== Excerto do texto ==
╭──
22.11.06

Sentir e praticar o Jazz - 2ª parte

• Estabelecendo o ponto da situação, verificamos:
A estética Jazzística que tomei como definidora do rumo a percorrer é formada por elementos provenientes de diferentes estilos fundamentais dentro da história cronológica do Jazz. Funcionam como as fundações de uma casa, e como pilares de sustentação, temos:
• Mainstream (ou middle-jazz) e Swing
• Blues (Worksongs, Gospel e Early Blues)
• Be Bop (+ Funk Jazz, West Coast e Soul Jazz)
• Free (e New Thing)

acrescentaria:
ETNO JAZZ
Esta outra componente consiste em adoptar elementos e referências pertencentes às músicas étnicas, utilizando escalas menos habituais, como a árabe, bizantina, flamenco, oriental, hindu, as pentatónicas africanas, etc..; introduzir cadências rítmicas em tempos compostos, 5/4, 11/8, 7/4, etc..., variando assim do usual quaternário ou ternário, e recordar que o Jazz alargou-se a sabores latinos, afro-cubanos, com colorações vindas das antilhas, da América do Sul, a Salsa Jazz, Bossa Jazz, assim como é de explorar a variedade tímbrica que fornecem os instrumentos étnicos, shenai, rhaita, flautas de bambú, tablas, timbales, temple blocks, darbooka, djembé, cítara, tamboura, uma miríade infindável de instrumentação utilizável, acrescentando variedade tímbrica alternativa à habitual panóplia usada pelos músicos no Jazz, sem esquecer, claro, os de criação mais contemporânea, que recorrem à electrónica, desde o órgão e o piano eléctrico aos samplers, controladores de sopro MIDI e outros processadores de som digitais.

• Neste ponto vou ao encontro daqueles que defendem que o Jazz que se faz hoje em dia deve reflectir o mundo actual em que estamos inseridos, de e-mails, ipods, gps, software & hardware, para permanecer vivo e actuante, destacando-se daquele que cumpre apenas uma função preservadora, como se de um "museu do Jazz" se tratasse.

• Relativamente à interacção com aqueles para quem a arte é criada e se destina, o músico deve estar atento ao seu público, até porque a sua arte não é um acto egoísta, criando apenas para si próprio, para quem está sobre o palco ou só para um punhado de fãns. Não se leia aqui que defendo que se o deva tornar mais simplista, mais acessível a todos, mais "vendável", mais mercantilista, pois o risco é grande de deixar de ser arte para se tornar um produto de mercado. Também uma posição radical, oposta, não é isenta de tender para a anulação da arte em si, pois penso que fechar-se num hermetismo é o mesmo que adorar o próprio umbigo, auto limitar-se, reduzir o campo de visão, e automaticamente, impedir qualquer tipo de realização artística. Coltrane afirmou: "Penso que a música pode elevar a mentalidade individual, pode desenvolver formas de pensamento superiores".
Por outro lado, algumas convicções que tomamos por inabaláveis aos 25 ou 30 anos podem e tendem a modificar-se, o tempo possibilita que observemos as questões de outras perspectivas, a partir de diferentes ângulos e pontos de vista.
╰──
== Excertos de dados ==
╭──
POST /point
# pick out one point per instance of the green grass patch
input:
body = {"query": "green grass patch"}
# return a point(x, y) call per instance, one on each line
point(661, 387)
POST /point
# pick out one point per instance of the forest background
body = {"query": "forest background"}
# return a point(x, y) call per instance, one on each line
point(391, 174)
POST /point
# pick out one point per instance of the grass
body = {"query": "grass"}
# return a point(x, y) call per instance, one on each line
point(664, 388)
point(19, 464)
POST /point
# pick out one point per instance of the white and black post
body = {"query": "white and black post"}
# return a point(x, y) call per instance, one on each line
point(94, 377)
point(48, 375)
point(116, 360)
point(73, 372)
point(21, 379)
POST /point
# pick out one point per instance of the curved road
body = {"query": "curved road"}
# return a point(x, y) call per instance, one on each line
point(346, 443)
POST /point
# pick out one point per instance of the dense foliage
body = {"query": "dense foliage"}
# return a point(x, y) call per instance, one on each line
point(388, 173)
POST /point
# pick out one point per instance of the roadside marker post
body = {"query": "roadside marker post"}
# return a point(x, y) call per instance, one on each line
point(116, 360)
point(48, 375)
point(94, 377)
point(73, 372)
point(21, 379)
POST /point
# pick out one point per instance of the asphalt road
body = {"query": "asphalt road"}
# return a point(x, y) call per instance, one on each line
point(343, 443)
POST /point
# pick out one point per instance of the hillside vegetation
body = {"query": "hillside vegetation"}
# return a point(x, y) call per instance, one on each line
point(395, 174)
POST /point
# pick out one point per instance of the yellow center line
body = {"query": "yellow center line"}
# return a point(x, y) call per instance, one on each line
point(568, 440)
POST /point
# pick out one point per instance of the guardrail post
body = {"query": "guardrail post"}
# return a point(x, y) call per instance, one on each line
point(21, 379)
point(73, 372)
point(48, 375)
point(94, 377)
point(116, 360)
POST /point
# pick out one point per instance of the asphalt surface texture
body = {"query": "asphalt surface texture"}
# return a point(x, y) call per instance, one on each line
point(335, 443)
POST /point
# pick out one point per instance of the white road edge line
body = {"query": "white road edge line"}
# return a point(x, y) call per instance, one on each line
╰──
== Questão 1 ==
No texto sobre o jazz, que componente é acrescentada aos quatro pilares da estética jazzística enumerados?
== Questão 2 ==
Dê seguimento ao texto sobre o jazz, começando logo depois da última frase apresentada.
O material não tem qualquer relação com o texto sobre o jazz.

== Resultado do exercício 1 ==
O Etno Jazz.

== Resultado do exercício 2 ==
Lembro-me de ver um concerto do Archie Shepp em 75 (76?) na Festa do Avante, ao tempo, ainda na Fil, ou melhor, quase só ouvir, porque entrou de costas para o público, numa atitude visivelmente de superioridade arrogante sobre o público "branco". Fez-nos ouvir o Free que praticava na altura, rude, gutural, enraivecido, revelador do seu modo de ver a sociedade e o mundo, na época.
Volvida uma década e tal depois, o mesmo Shepp brindar-nos-ia com um par de belos álbuns, um de trechos de Charlie Parker reinventados ao seu jeito, apenas com a companhia do contrabaixo do excelente NHOP, infelizmente já desaparecido, e o outro de parceria com Horace Parlan no piano, com deliciosos blues tradicionais, e ambos os registos, se não nos antípodas, porventura estão seguramente a muitos graus de longitude da música que ouvi naquele ano, na FIL. Charles Lloyd é mais um, entre muitos outros exemplos de passagem temporária e datável pelo Free.
Algo paradoxalmente, o mesmo músico pode praticar, em épocas distintas do seu percurso, estilos bem diferentes.

O Jazz é também, e sobretudo, uma música que reflete a vida de quem o toca, expressa sentimentos, emoções e vivências, um autêntico retrato sonoro da personalidade de um músico.
Nisso consiste uma das várias características ímpares inerentes ao Jazz e um dos seus imensos atractivos, para mim e para muitos outros músicos, melómanos e apreciadores em geral desta forma de arte surpreendente.
O "som da surpresa", como alguém lhe chamou.
Fim da 2ª parte (continua)
Rui Azul

nota - as ilustrações e pinturas que acompanham este texto, aliás como todas as publicadas neste blog, são originais do autor, executadas entre 1985 e 2006.

21.11.06

19.11.06

Sentir e praticar o Jazz - 1ª parte




Aquilo que estabeleci como linhas definidoras do percurso e do que tento pôr em prática, e que penso ser similar ou conter afinidades com o modo de encarar o Jazz de outros músicos, vai na esteira e recolhe elementos do rumo praticado e traçado por diversos músicos, desde Charlie Mingus até à actualidade.
A Mingus Dinasty ou o seu Jazz Workshop é um bom exemplo de como uma banda pode servir de escola formativa e pôr em prática a continuação do legado estilístico de um músico, ao mesmo tempo que cumpre as funções de rampa de lançamento para as gerações seguintes de improvisadores e criadores (poderia citar outros casos, como os Jazz Messengers, ou mesmo a Liberation Orchestra de Charlie Haden...).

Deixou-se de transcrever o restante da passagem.